WORK TO COMPLETE
Transcribe all of the material exactly.

---- RECORDS SHOWN

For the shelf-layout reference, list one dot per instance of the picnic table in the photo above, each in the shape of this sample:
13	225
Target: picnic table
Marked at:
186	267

--------

ANSWER
For the shelf-layout reference, list one dot per instance of the picnic table in the photo above, each in the shape of this sample:
13	225
Target: picnic table
Marked at:
186	267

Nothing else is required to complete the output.